Thursday, February 07, 2008

McCain versus Romney on socialized medicine

Post below lifted from New Editor . See the original for links

Jeff Jacoby makes the conservative case for John McCain. He's correct that McCain is someone a true conservative can support, though you may not agree with all his positions. I would add to that that Mitt Romney is someone that a true conservative cannot. Not because he took socially liberal positions on things like abortion and gay rights when he ran in 1994 and 2002. It's because on health care, Mitt Romney is a socialist.

Conservatives may be backing Mitt Romney more so than McCain, but remember that while Hillary Clinton and Barack Obama argue about who can do a better job socializing medicine, Mitt Romney has already done it. He supported and signed a law that would fine people who don't buy health insurance, which is something Hillary Clinton can for now only dream about.
"It's a conservative idea," says Romney, "insisting that individuals have responsibility for their own health care. I think it appeals to people on both sides of the aisle: insurance for everyone without a tax increase."

Conservative? Romney explains further in a 2006 piece in The Wall Street Journal:
Some of my libertarian friends balk at what looks like an individual mandate. But remember, someone has to pay for the health care that must, by law, be provided.

That's a canard liberals have used for years. Someone's got to pay for it! But the conservative message has always been that, well, you should pay for your own things. Romney implied that those without health insurance are "free riders."
''No more 'free riding,' if you will, where an individual says: 'I'm not going to pay, even though I can afford it. I'm not going to get insurance, even though I can afford it. I'm instead going to just show up and make the taxpayers pay for me,' " Romney told reporters after a healthcare speech at the John F. Kennedy Library.

In other words, if you can afford to buy something, you should be forced to buy it. And who are all these people who can afford health insurance but don't buy it, but then don't pay for the health care they do receive? I've chosen to be without health insurance in the past; it was simply more cost effective for me when I owned my own business to go to the doctor and pay out of pocket. It's insulting, and I believe factually incorrect, for Romney to blame the working uninsured-by-choice for the high cost of government-paid health care.
════════════════
- [QUESTIONS TO ANSWER]:
[1] From the post about McCain, Romney and health care, extract the passage from "Conservatives may be" up to and including "law, be provided.", word for word.
[2] Shorten the paragraph of the post about McCain, Romney and health care that begins "Conservatives may be backing Mitt Romney," keeping its main facts.
[3] Carry on writing the post about McCain, Romney and health care, starting after its last sentence.
The records have no connection to the post about McCain, Romney and health care.
════════════════
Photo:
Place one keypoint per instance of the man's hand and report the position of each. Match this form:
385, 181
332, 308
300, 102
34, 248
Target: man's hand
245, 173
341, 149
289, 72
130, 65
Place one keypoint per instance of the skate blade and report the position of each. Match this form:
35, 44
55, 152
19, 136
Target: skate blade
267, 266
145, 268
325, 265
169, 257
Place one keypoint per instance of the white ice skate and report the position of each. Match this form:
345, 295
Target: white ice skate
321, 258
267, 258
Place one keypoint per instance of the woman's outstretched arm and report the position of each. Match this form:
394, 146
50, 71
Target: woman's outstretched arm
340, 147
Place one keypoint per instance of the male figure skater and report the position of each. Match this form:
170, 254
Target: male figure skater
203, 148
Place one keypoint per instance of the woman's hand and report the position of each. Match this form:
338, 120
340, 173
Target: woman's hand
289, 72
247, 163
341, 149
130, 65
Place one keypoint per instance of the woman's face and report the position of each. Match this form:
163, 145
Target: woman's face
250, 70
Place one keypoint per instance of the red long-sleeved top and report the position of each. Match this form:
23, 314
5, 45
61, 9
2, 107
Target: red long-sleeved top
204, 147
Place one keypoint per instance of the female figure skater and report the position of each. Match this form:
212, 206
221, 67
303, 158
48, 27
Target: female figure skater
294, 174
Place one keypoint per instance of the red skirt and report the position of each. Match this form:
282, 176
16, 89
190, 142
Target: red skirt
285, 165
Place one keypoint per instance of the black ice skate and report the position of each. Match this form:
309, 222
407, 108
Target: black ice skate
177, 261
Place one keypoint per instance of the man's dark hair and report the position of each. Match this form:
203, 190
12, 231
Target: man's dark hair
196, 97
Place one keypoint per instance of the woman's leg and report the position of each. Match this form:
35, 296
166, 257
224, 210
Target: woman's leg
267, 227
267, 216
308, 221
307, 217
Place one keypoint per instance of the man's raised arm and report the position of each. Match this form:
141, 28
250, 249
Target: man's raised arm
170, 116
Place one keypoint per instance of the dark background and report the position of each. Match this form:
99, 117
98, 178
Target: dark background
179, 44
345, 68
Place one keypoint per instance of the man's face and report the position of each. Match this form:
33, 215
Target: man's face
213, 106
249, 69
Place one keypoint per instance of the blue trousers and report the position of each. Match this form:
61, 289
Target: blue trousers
════════════════
- [SET OF ANSWERS]:
[1]
Conservatives may be backing Mitt Romney more so than McCain, but remember that while Hillary Clinton and Barack Obama argue about who can do a better job socializing medicine, Mitt Romney has already done it. He supported and signed a law that would fine people who don't buy health insurance, which is something Hillary Clinton can for now only dream about.
"It's a conservative idea," says Romney, "insisting that individuals have responsibility for their own health care. I think it appeals to people on both sides of the aisle: insurance for everyone without a tax increase."

Conservative? Romney explains further in a 2006 piece in The Wall Street Journal:
Some of my libertarian friends balk at what looks like an individual mandate. But remember, someone has to pay for the health care that must, by law, be provided.

[2] Conservatives may favor Romney over McCain. Still, Clinton and Obama are only arguing over who would socialize medicine better, and Romney has already done it. He supported and signed a law fining people who don't buy health insurance, something Clinton can for now only dream about.

[3]
Jacoby mentions in his piece that he wishes McCain better understood that liberty is important. But Romney confuses responsibility with government mandates that don't work. Also, as one would expect, the mandate plan hurts small businesspeople the hardest. And it obviously takes away personal choice, that is, liberty. Why it's not a deal-breaker for people who call themselves conservative is beyond me.





Poor NHS leadership and chasing targets `hampers patient care'

Patient care has suffered repeatedly because of poor management and bureaucracy in the NHS, according to a report by the healthcare watchdog. A lack of leadership, inadequate team-working and focusing too much on government targets emerged as common themes in the Healthcare Commission's review of its 13 major investigations between 2004 and 2007. It concluded that some boards were focused on mergers between organisations after a shake-up of NHS trusts, or on meeting targets at the expense of patient care.

At Maidstone and Tunbridge Wells Hospitals NHS Trust, appalling hygiene standards contributed to more than 90 deaths from the bug Clostridium difficile, and at Sutton and Merton Primary Care Trust serious neglect of people with learning disabilities was found. In areas such as mental health services, the number of managers and administrators has doubled since 2000, hindering patient care and wasting resources, said Sir David Goldberg, an emiritus professor of psychiatry.

Writing in the British Journal of Psychiatry, Sir David said that there were 6,275 managers and administrators in mental health services, and 99,052 other staff - a ratio of one manager/administrator for every 15 staff. "Something is seriously wrong. The Department of Health is constantly introducing new regulations that require a report." He said that medical staff spent a growing proportion of their time attending meetings with managers, clinical governance meetings and carrying out audit activities.

Gill Morgan, of the NHS Confederation, said: "Organisations must be given the real autonomy necessary to enable them to take ultimate responsibility, rather than . . . being dominated by central targets."